* _TASK DETAILS_: Edit the stretch of data from the line containing "point: fanlight tracery" through the line containing "column 438, row 538", changing "drop a marker" to "place a dot" and leaving everything else as is.

* _Entries from a pointing dataset_:
-- START --

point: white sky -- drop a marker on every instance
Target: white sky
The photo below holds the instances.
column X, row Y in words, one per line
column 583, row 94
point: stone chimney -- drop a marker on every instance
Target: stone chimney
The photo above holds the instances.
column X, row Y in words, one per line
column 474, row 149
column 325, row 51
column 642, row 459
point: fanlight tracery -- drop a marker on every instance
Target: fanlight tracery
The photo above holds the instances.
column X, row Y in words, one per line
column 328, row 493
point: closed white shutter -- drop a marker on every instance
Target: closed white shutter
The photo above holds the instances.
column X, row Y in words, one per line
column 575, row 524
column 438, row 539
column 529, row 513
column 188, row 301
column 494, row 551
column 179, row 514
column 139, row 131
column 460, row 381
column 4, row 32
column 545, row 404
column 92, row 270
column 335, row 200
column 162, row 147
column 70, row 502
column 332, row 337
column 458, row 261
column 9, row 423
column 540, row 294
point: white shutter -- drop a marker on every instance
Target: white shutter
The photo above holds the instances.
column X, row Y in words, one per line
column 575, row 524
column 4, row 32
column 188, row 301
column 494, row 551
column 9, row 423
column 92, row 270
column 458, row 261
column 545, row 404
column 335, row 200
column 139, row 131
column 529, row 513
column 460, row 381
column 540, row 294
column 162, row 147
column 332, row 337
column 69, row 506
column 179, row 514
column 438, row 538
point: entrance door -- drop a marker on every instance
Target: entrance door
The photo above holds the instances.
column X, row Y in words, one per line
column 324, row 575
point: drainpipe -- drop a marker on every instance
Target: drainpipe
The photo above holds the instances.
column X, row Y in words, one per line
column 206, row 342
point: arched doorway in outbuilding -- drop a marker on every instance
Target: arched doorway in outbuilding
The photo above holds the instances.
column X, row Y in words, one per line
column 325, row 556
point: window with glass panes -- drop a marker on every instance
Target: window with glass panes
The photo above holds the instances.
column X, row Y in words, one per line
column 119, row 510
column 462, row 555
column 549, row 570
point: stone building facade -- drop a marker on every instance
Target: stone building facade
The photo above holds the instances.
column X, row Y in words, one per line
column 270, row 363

-- END --

* _RESULT FOR THIS EXERCISE_:
point: fanlight tracery -- place a dot on every instance
Target: fanlight tracery
The photo above holds the instances.
column X, row Y in words, one per line
column 328, row 493
point: closed white shutter -- place a dot on every instance
Target: closed white shutter
The photo above holds the instances.
column X, row Y in words, one per line
column 575, row 524
column 438, row 539
column 529, row 513
column 188, row 301
column 494, row 551
column 179, row 514
column 139, row 131
column 460, row 381
column 4, row 32
column 545, row 404
column 92, row 270
column 335, row 200
column 162, row 147
column 70, row 502
column 332, row 337
column 458, row 261
column 9, row 423
column 540, row 294
point: white shutter -- place a dot on every instance
Target: white shutter
The photo above holds the instances.
column X, row Y in words, one per line
column 575, row 524
column 4, row 32
column 188, row 301
column 494, row 551
column 9, row 423
column 92, row 270
column 458, row 261
column 545, row 404
column 335, row 200
column 139, row 131
column 529, row 513
column 460, row 381
column 540, row 294
column 162, row 147
column 332, row 337
column 69, row 506
column 179, row 514
column 438, row 538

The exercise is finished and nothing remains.